### Task input

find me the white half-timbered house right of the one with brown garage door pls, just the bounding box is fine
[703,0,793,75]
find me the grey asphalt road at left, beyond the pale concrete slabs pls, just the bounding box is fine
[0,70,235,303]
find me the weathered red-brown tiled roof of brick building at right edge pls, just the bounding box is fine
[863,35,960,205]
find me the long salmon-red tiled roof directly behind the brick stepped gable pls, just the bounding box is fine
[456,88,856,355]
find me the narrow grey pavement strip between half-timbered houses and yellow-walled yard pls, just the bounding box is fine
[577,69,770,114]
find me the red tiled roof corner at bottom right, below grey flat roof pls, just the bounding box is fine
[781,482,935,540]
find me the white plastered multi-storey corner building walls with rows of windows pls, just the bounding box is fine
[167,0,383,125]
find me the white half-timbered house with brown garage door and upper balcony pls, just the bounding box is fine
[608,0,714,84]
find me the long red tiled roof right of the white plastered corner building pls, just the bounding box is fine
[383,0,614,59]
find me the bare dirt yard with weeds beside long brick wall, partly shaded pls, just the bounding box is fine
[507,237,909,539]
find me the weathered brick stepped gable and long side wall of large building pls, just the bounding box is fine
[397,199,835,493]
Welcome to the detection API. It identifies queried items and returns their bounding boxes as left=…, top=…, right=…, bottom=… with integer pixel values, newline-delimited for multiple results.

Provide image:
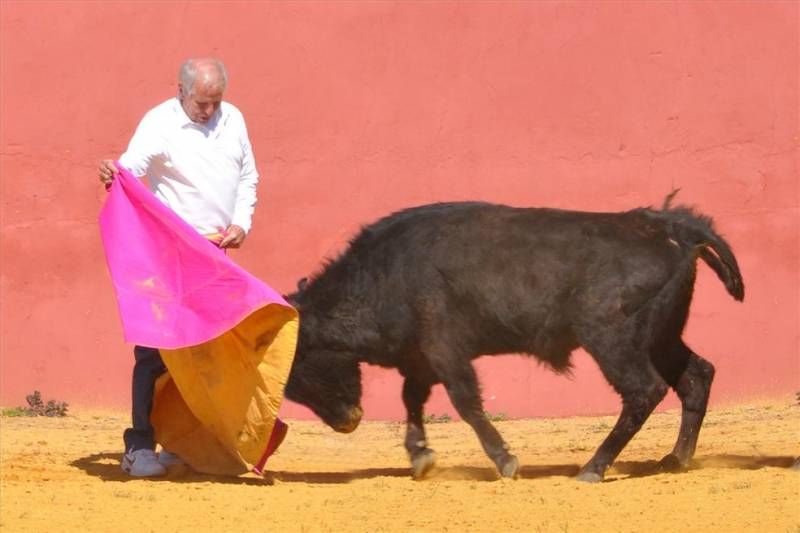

######

Please output the entries above exactly, leaving out every picture.

# [Your response]
find me the white half-timbered house right of the one with brown garage door pls, just the bounding box is fine
[703,0,793,75]
find me the grey asphalt road at left, beyond the pale concrete slabs pls, just the bounding box is fine
[0,70,235,303]
find me the weathered red-brown tiled roof of brick building at right edge pls, just the bounding box is fine
[863,35,960,205]
find me the long salmon-red tiled roof directly behind the brick stepped gable pls, just the bounding box is fine
[456,88,856,355]
find me the narrow grey pavement strip between half-timbered houses and yellow-walled yard pls, just the bounding box is fine
[577,69,770,114]
find me the red tiled roof corner at bottom right, below grey flat roof pls, just the bounding box is fine
[781,482,935,540]
find me the white plastered multi-storey corner building walls with rows of windows pls, just the bounding box is fine
[167,0,383,125]
find me the white half-timbered house with brown garage door and upper balcony pls, just the bounding box is fine
[608,0,714,84]
find me the long red tiled roof right of the white plastered corner building pls, just the bounding box is fine
[383,0,614,59]
find me the bare dirt yard with weeds beside long brick wall, partly shaded pls, just the bounding box is fine
[507,237,909,539]
find me the weathered brick stepped gable and long side wall of large building pls, just the bounding box is fine
[397,199,835,493]
Welcome to the detection API. It identifies queried items and returns their bounding boxes as left=…, top=…, right=…, bottom=… with integer pixel values, newline-delimited for multiple results.

Provide image:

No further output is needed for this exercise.